[Entries taken from a collection]
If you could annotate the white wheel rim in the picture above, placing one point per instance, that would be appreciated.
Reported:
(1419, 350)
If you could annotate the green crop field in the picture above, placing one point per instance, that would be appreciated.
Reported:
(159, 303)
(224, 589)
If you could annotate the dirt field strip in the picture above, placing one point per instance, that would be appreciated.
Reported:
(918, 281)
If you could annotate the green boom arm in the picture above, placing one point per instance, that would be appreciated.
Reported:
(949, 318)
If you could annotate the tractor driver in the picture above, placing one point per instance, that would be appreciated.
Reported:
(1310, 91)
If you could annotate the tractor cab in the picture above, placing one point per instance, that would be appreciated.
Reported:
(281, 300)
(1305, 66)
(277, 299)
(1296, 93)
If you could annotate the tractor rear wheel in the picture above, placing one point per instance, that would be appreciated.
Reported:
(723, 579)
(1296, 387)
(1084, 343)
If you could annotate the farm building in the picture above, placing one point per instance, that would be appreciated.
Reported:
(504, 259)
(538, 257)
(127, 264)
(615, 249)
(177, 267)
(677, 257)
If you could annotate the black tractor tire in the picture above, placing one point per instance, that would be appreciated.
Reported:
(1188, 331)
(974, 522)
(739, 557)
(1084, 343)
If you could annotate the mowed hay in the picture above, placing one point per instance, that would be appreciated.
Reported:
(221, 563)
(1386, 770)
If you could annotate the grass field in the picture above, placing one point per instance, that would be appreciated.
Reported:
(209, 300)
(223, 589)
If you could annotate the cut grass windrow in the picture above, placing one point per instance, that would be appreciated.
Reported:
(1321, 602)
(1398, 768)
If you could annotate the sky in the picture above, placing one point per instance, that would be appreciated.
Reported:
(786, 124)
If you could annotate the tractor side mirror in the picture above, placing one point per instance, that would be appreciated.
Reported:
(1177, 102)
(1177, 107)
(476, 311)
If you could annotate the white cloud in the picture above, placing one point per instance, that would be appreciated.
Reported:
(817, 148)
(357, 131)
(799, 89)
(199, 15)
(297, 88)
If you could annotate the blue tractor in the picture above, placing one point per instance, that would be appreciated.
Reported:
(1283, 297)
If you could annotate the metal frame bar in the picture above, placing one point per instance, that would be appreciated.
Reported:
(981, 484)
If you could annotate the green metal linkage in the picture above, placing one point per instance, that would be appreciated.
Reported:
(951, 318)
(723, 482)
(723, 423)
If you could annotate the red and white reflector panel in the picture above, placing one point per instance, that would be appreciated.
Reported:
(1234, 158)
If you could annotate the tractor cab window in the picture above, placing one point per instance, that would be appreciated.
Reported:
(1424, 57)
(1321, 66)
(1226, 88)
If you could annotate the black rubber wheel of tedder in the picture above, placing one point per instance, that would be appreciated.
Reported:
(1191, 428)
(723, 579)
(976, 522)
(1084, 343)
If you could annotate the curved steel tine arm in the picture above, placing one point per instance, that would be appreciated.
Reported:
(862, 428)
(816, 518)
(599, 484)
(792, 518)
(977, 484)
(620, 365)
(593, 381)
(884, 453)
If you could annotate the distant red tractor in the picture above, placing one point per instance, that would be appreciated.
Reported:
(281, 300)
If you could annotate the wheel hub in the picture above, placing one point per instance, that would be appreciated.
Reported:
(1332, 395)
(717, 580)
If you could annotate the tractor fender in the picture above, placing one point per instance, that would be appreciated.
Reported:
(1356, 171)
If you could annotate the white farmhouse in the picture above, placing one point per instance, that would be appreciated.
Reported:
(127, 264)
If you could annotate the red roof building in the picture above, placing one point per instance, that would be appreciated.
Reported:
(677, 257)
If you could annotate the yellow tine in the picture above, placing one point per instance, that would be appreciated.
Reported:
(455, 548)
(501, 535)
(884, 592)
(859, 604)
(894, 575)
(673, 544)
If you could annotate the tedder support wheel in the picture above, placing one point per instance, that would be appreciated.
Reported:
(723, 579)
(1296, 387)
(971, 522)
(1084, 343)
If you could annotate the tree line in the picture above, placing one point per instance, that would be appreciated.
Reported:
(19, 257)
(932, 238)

▶ YOUR INSTRUCTIONS
From the entries above, return exactly the line containing "If you could annotate the cut", the line containing "If you could annotate the green metal", and all lines between, and nothing else.

▶ EXERCISE SOLUTION
If you could annotate the cut grass windrow in the picture above, placing one point per instance, that would be appreciated.
Reported:
(1321, 602)
(1398, 768)
If you could annotate the sky in the picture above, placing one point per instance, that would be appreciated.
Reported:
(786, 124)
If you could annotate the tractor side mirror in the picture above, placing one point per instance, that would be appreciated.
Reported:
(1177, 102)
(1177, 107)
(476, 311)
If you could annotate the white cloud in the picture above, placing one point per instance, that would be appreciated.
Reported:
(817, 148)
(357, 131)
(799, 89)
(199, 15)
(297, 88)
If you could annotate the blue tractor in the picture above, placing one point per instance, that would be appreciated.
Reported:
(1283, 297)
If you could annotate the metal frame bar in the picture above, placing one point per instance, that would be appreciated.
Reported:
(981, 484)
If you could annotate the green metal linkage in the picture above, placing one point per instance, that would be appreciated.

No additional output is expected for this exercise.